**TEXT:**
•••••

Ich sehe als Problem den beliebten Sitzrohroffset, der es ermöglicht, die Kettenstreben extrem kurz zu bauen und trotzdem nicht auf Federweg verzichten zu müssen. Für mich als 1,90 m Mann ein falscher Ansatz. Er bewirkt nämlich, dass der Sitzrohrwinkel exakt zur körpergrößengerechten Sattelstützenauszugslänge passen muss. Als Kettenstreben noch lang sein durften, verzichtete man auf diesen Offset, weshalb sich die Sitzposition nicht so extrem über die Hinterachse verschiebt. Bestes Beispiel dafür ist das alte 2005'er Kona Stinky. Ich fahre beim Stinky einen XXL Rahmen mit 449 mm langen Kettenstreben bei 178 mm Federweg. Die sonstigen Geometriedaten sind abgesehen von der Tretlagerhöhe mit etwas über 360 mm sehr modern und entsprechen eher modernen L Rahmen. Auch das Steuerrohr dürfte nicht kürzer sein. Sonst müsste ich mehr Spacer unterlegen. Moderne Rahmen haben dann ein 15 mm kürzeres Steuerrohr und ebensolche kürzere Tretlagerhöhe, was ich aber gar nicht unbedingt will, weil ich sonst auf verblockten Trails ständig mit den Pedalen hängen bleibe. Den Kritikpunkt, dass man mit langen Kettenstreben das Bike nicht gut zum Wheelie/Manual hochziehen kann lasse ich nicht gelten. Entweder kann man es, oder man kann es nicht. Da helfen auch kurze Kettenstreben nicht wirklich. Ich habe da den Vergleich, weil mein Fusion Raid mit 427 mm eher kurze Kettenstreben hat. Das hat aber auch einen Sitzrohroffset und ich sitze bei Rahmengröße L (hätte damals besser XL gewählt) fast über der Hinterradachse. Da fällt das hochziehen etwas zu leicht.
Jetzt soll das ICB Trailbike keine 180 mm Federweg bekommen. Da empfehle ich einen 0 Offset und entsprechend lange Kettenstreben. Man darf nicht immer das bauen, was gerade in den Magazinen angesagt ist.


----------



## MTB-News.de




----------



## Stefan.Stark (28. Juni 2014)

Ich finde es recht interessant, wie sich manch einer die Überlistung der Physik wünscht: Auf der einen Seite können die Kettenstreben nicht kurz genug sein, dann ist aber die Sitzposition zu weit über dem Hinterrad... ein Sitzrohr-Offset ist auch nicht so toll... wenn man dann den Sitzwinkel steiler macht ist die Position beim pedalieren auf einmal nicht mehr angenehm... außerdem ergibt sich eine schlechte (Radlast-)Balance, wenn das Bike nach vorne raus zu lang wird...

•••••

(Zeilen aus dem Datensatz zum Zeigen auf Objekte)
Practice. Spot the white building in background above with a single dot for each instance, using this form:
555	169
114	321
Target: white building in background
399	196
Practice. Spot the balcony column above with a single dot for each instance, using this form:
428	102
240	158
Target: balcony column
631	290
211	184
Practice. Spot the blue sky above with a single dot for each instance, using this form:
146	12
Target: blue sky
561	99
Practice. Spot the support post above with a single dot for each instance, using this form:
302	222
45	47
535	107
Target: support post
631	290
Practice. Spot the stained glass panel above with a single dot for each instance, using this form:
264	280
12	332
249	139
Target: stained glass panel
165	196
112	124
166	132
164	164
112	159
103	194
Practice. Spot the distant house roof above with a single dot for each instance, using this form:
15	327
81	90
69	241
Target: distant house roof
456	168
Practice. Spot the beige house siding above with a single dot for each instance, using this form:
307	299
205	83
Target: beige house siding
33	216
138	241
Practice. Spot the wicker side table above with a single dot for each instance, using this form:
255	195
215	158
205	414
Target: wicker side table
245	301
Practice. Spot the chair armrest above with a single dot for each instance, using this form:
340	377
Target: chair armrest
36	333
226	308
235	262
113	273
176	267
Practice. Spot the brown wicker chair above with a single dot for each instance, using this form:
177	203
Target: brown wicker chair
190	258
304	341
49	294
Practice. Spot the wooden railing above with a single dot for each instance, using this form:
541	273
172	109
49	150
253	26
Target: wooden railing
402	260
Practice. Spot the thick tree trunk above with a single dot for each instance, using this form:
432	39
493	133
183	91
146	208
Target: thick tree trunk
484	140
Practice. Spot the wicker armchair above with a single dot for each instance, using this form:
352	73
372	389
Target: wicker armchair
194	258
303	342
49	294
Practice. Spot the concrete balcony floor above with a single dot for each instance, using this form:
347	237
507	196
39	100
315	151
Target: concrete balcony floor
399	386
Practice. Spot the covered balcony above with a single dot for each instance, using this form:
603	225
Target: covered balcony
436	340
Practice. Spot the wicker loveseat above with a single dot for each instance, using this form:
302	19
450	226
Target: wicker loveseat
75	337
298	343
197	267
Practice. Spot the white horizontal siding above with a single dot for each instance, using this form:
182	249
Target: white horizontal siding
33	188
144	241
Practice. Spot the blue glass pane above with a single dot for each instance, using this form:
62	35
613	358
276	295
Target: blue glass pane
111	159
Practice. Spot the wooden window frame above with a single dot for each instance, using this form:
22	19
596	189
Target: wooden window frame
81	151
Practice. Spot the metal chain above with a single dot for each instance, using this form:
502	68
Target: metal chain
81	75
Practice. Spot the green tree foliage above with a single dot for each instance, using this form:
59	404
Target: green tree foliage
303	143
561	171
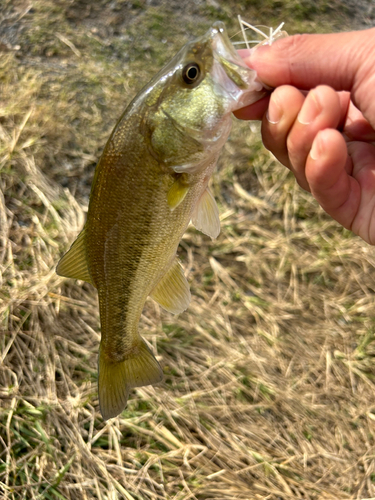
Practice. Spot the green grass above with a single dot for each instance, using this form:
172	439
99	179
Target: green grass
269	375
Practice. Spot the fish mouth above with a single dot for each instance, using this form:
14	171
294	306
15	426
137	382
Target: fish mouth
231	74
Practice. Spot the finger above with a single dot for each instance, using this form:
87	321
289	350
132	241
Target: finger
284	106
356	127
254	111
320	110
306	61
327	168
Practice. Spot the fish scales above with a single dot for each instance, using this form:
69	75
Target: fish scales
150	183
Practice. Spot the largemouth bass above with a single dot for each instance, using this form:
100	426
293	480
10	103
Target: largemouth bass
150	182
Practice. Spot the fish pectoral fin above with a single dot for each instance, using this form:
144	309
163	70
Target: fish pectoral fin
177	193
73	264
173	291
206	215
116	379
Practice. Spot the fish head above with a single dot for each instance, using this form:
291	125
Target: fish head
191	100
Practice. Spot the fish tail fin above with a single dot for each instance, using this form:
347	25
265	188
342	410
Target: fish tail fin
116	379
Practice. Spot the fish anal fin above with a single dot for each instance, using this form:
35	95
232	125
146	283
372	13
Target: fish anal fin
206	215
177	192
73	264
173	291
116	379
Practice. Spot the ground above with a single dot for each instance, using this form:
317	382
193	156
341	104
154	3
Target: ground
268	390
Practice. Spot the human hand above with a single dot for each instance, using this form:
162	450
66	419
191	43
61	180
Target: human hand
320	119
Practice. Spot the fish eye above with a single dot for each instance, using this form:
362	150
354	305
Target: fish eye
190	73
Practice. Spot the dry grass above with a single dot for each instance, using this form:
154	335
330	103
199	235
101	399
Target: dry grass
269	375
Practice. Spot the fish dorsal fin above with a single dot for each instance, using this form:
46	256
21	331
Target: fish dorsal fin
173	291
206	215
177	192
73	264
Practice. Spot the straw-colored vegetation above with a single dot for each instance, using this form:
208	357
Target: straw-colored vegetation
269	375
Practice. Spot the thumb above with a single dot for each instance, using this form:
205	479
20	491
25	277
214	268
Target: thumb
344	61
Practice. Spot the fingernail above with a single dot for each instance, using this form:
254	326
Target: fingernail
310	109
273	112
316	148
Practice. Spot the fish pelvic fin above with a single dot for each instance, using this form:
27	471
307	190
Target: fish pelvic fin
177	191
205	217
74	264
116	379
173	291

•••••

**ZIEL A:**
Gib bitte den Abschnitt aus dem Text wieder, beginnend mit "Ich finde es" und weiter bis einschließlich "zu lang wird...", und benenne darin "Sitzrohr-Offset" in "Sattelrohr-Offset" um.
**ZIEL B:**
Wie lang sind laut Text die Kettenstreben am XXL-Rahmen des Kona Stinky?

**ENDERGEBNIS A:**
Ich finde es recht interessant, wie sich manch einer die Überlistung der Physik wünscht: Auf der einen Seite können die Kettenstreben nicht kurz genug sein, dann ist aber die Sitzposition zu weit über dem Hinterrad... ein Sattelrohr-Offset ist auch nicht so toll... wenn man dann den Sitzwinkel steiler macht ist die Position beim pedalieren auf einmal nicht mehr angenehm... außerdem ergibt sich eine schlechte (Radlast-)Balance, wenn das Bike nach vorne raus zu lang wird...

**ENDERGEBNIS B:**
449 mm